#### TASK DETAILS:
Return each line of the entries below that contains the word "painted", copied without changes.

───── PROVIDED MATERIAL

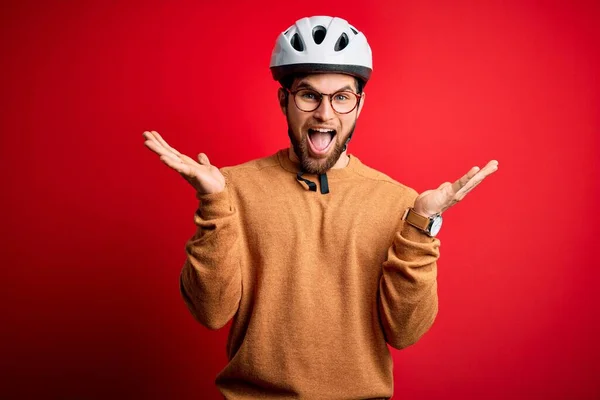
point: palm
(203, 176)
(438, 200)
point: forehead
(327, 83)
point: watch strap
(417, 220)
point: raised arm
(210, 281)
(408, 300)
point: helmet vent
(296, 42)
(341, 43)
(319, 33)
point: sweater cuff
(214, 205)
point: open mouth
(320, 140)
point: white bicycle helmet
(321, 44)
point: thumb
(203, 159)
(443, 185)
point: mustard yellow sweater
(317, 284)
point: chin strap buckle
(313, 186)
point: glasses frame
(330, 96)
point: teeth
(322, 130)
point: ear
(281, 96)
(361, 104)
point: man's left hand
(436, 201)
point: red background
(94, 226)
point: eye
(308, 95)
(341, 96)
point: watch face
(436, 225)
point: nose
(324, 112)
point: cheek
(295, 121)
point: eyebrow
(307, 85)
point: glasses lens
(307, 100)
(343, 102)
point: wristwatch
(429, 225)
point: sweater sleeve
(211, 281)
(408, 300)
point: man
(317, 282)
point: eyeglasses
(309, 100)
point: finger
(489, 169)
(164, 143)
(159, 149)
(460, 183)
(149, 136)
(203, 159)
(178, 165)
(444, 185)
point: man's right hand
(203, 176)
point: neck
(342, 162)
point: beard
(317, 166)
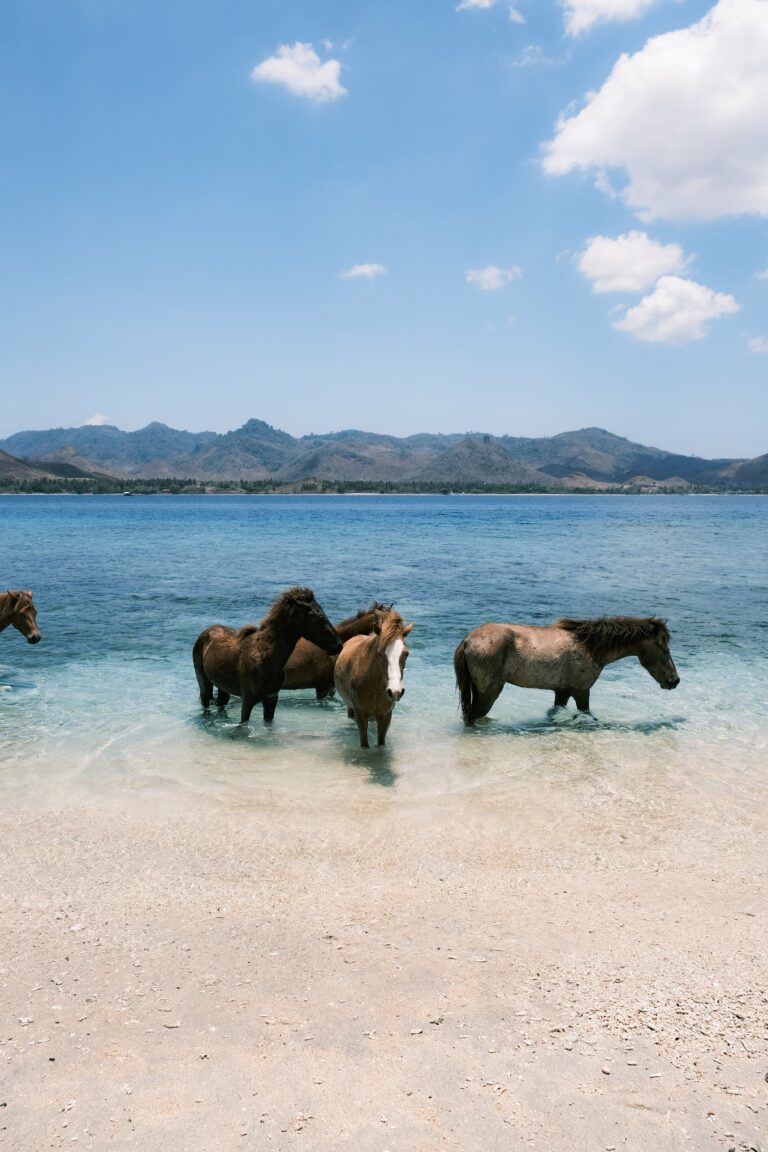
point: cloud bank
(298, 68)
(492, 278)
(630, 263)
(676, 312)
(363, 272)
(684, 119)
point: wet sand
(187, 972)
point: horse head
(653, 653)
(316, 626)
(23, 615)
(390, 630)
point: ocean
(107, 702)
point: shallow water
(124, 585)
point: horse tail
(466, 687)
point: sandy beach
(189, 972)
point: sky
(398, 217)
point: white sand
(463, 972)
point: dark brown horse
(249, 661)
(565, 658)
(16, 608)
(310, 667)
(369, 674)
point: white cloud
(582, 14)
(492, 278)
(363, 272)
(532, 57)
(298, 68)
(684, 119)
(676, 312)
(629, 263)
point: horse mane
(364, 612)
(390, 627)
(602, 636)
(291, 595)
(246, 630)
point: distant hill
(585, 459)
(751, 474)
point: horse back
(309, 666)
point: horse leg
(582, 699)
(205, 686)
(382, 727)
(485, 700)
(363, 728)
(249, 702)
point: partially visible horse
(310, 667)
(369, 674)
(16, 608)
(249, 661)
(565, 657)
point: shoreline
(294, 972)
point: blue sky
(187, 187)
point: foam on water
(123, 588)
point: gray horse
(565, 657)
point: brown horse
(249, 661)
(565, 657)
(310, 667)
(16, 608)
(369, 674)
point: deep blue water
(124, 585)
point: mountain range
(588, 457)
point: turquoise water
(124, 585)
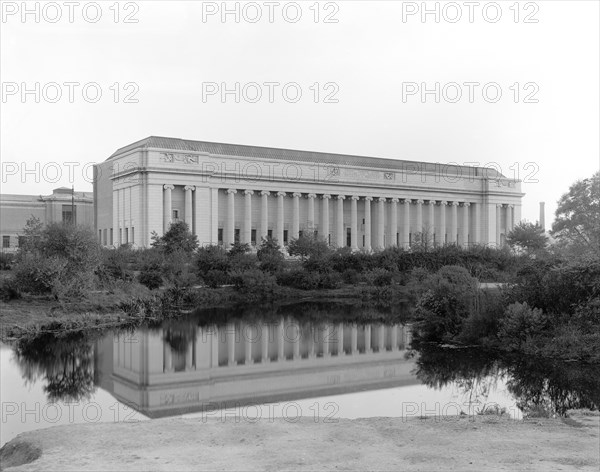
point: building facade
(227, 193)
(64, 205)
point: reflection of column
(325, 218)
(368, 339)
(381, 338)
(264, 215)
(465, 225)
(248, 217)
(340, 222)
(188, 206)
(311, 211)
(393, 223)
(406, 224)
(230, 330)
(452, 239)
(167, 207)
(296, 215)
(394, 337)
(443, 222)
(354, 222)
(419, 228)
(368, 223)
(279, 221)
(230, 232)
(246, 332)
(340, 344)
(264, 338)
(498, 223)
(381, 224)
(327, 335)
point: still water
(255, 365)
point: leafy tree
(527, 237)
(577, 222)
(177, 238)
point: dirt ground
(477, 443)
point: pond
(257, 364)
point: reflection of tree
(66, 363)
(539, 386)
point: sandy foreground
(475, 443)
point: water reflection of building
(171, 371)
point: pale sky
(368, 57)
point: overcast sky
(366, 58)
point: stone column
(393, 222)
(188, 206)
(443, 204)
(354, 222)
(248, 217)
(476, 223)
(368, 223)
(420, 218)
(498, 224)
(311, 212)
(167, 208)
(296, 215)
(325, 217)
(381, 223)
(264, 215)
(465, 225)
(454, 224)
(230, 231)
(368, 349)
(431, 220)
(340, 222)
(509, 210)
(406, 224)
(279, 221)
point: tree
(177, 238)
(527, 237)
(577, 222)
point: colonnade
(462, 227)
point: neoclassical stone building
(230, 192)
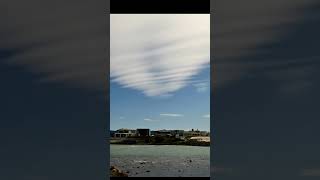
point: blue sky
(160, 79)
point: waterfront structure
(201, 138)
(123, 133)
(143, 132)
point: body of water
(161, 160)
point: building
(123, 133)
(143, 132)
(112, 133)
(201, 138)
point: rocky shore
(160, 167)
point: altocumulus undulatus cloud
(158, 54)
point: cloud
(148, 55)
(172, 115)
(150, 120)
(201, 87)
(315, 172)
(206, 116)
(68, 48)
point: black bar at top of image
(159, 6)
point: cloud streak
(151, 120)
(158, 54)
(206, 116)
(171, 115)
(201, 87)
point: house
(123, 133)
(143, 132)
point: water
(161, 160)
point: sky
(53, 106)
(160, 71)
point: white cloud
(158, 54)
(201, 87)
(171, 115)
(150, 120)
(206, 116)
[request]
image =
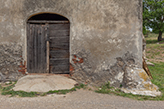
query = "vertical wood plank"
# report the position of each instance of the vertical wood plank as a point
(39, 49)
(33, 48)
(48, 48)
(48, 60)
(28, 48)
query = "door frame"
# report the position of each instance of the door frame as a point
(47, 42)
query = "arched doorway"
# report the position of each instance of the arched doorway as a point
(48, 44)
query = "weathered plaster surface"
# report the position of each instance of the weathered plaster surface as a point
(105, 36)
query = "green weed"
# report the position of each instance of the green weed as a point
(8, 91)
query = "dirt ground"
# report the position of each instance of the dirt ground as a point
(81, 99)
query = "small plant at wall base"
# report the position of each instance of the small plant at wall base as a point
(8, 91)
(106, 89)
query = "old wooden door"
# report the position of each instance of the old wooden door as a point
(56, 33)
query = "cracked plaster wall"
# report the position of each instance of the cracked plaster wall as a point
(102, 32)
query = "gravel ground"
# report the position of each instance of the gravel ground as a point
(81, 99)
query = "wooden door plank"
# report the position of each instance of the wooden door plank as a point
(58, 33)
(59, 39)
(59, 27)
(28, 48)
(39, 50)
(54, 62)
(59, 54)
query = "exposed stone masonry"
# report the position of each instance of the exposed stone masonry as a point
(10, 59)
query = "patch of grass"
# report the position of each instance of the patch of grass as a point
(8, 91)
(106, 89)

──────────
───── PROVIDED MATERIAL

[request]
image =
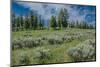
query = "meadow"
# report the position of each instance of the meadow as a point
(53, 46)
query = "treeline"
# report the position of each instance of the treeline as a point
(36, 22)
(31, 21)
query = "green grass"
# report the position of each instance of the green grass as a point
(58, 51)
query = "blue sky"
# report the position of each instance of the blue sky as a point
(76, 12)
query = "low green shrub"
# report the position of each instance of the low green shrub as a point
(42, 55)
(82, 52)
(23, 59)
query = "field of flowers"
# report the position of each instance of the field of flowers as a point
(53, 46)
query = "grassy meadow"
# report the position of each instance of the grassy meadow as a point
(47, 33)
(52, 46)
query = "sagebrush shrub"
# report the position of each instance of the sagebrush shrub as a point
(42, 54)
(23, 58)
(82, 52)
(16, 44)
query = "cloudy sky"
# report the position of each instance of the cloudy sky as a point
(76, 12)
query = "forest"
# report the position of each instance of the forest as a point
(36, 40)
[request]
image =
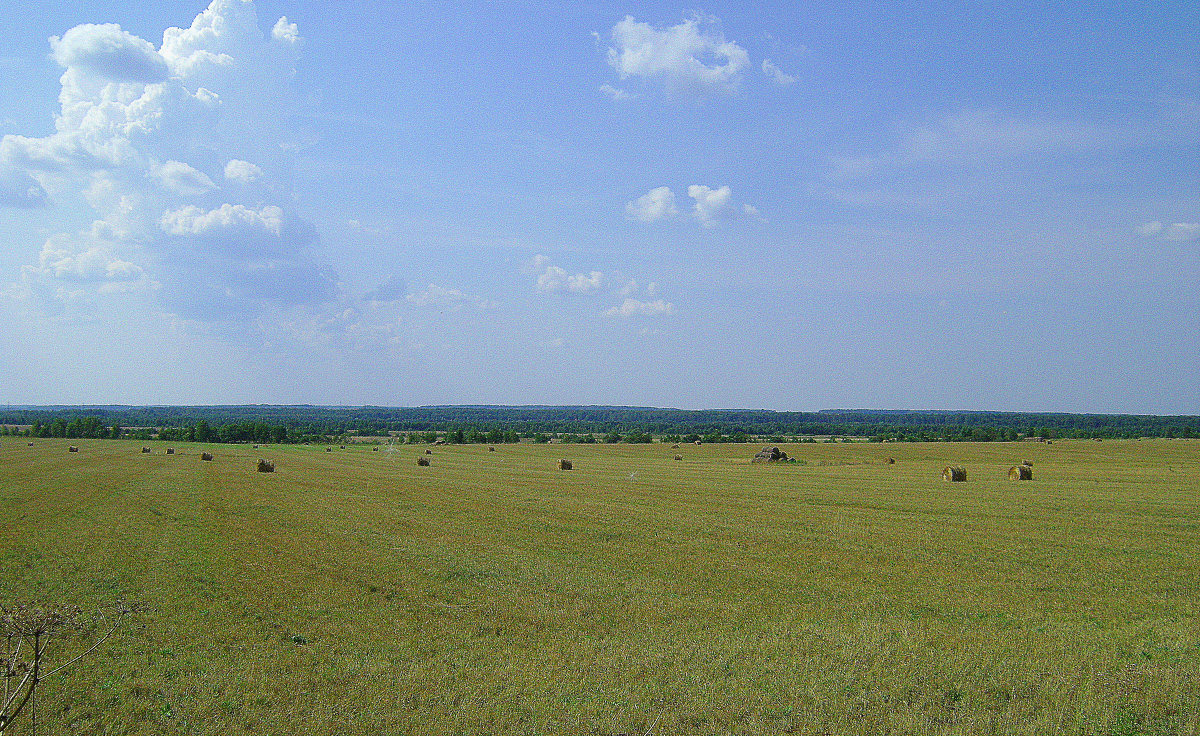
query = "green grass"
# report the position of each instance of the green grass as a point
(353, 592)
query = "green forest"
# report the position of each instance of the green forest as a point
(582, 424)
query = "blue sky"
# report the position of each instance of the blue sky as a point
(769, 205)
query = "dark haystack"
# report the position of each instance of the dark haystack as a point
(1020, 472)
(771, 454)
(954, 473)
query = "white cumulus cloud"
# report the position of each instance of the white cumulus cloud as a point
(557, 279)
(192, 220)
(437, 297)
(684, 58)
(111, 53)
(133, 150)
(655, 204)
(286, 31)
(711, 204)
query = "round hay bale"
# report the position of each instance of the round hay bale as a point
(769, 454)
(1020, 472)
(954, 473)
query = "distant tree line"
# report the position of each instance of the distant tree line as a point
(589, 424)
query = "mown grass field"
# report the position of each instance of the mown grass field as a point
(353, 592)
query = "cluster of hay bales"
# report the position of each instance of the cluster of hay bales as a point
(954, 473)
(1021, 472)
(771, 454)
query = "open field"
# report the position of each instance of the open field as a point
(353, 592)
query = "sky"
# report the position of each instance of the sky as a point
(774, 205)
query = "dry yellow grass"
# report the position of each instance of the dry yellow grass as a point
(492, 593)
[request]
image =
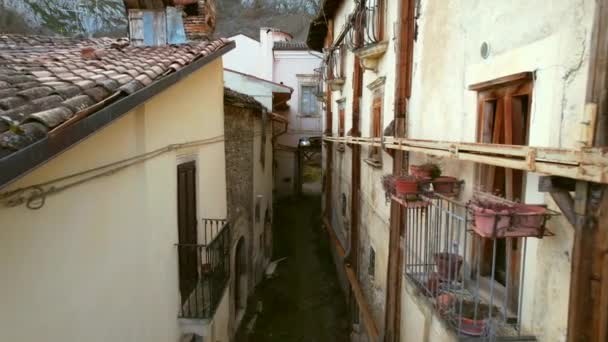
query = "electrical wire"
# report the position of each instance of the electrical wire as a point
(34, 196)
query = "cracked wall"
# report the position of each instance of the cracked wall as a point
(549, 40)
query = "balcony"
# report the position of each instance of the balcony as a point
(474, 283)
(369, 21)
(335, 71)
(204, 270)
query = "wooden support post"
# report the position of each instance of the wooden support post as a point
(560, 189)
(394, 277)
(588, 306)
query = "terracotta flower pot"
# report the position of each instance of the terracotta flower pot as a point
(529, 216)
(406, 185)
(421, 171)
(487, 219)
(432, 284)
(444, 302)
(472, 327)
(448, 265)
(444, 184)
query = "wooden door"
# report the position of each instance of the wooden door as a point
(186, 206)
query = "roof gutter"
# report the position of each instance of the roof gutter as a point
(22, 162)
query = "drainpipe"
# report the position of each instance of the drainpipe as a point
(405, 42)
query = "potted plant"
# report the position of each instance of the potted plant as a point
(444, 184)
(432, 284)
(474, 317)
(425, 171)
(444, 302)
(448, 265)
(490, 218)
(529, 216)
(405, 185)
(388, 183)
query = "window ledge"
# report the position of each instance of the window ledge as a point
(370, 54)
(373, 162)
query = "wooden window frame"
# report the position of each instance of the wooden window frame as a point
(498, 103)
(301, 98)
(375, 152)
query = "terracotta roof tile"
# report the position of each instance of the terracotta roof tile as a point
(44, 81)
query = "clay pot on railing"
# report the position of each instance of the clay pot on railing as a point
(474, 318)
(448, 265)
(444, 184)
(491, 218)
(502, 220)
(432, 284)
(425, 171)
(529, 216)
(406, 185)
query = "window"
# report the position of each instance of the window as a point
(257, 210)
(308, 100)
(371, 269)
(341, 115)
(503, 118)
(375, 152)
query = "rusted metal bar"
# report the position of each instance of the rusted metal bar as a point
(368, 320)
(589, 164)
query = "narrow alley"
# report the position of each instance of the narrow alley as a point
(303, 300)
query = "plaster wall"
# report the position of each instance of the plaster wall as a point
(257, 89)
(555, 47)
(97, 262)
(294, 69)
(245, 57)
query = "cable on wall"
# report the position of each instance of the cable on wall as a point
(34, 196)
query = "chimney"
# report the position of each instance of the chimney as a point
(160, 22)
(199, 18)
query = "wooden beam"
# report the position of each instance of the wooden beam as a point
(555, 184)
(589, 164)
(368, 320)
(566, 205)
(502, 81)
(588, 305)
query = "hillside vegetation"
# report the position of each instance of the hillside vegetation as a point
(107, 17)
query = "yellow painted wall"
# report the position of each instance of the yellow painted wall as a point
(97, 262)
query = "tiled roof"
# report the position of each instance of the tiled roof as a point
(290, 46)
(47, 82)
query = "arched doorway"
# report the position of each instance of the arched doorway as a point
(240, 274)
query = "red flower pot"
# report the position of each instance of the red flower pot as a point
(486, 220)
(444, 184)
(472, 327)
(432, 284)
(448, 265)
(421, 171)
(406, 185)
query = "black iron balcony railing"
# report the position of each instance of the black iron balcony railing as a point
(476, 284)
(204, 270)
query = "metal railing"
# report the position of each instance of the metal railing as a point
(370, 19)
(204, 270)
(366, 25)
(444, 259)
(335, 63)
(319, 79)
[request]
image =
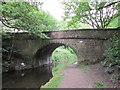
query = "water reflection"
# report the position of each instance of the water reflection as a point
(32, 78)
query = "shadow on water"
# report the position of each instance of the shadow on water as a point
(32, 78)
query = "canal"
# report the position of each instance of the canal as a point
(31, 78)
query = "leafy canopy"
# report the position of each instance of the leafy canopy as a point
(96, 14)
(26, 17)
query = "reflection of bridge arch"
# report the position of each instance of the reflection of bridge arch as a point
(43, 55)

──────────
───── PROVIDED MATERIAL

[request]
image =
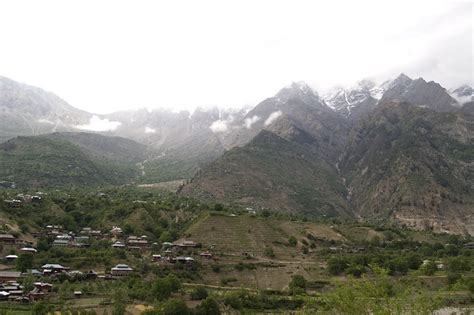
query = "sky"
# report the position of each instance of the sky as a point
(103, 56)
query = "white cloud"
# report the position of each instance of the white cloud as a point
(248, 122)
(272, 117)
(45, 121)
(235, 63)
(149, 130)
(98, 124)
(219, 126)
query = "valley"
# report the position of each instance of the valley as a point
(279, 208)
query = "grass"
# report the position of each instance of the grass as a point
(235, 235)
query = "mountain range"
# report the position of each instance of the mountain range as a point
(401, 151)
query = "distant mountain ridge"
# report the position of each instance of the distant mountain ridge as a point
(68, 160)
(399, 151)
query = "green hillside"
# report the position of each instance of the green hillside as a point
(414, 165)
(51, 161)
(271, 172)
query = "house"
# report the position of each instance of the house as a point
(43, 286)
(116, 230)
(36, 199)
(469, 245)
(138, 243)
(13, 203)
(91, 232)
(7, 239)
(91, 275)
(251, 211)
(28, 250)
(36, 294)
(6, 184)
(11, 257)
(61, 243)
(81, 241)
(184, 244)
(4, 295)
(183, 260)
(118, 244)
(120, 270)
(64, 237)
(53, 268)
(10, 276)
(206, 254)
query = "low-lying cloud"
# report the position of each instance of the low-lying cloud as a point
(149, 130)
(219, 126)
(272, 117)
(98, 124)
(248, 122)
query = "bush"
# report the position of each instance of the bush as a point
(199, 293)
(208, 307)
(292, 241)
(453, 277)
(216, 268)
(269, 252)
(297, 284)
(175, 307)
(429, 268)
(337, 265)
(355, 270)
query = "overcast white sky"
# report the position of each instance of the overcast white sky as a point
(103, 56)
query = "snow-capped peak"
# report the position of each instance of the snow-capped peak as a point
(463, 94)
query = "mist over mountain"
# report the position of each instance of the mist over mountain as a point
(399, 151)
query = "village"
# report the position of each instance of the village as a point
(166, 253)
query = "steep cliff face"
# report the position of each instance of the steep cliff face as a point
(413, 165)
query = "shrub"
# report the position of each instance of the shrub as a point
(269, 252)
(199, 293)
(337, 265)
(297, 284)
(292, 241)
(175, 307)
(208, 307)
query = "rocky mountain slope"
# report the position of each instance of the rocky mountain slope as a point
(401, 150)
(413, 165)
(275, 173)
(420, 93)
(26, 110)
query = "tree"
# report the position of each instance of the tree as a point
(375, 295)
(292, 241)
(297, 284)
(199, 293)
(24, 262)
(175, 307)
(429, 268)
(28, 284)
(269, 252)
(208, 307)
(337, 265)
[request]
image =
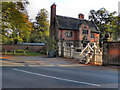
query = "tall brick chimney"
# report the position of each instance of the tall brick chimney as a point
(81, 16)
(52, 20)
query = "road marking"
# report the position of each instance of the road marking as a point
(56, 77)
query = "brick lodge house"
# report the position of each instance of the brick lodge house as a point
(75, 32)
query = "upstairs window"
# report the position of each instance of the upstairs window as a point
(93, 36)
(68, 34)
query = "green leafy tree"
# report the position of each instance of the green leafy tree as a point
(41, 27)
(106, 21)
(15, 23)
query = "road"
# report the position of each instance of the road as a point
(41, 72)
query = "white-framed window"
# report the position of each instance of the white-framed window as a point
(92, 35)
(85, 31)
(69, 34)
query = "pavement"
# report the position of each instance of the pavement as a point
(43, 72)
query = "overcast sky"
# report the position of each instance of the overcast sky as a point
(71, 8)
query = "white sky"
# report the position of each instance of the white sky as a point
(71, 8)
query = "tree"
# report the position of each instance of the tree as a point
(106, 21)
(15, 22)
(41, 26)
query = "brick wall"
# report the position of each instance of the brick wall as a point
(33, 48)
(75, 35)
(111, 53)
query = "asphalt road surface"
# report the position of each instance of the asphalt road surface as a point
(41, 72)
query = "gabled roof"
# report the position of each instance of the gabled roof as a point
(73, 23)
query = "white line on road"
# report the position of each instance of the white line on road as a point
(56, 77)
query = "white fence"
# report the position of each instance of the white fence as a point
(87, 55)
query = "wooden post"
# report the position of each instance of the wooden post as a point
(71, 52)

──────────

#### TASK RESPONSE:
query = "yellow painted wall"
# report the position of each instance of the yellow painted wall as a point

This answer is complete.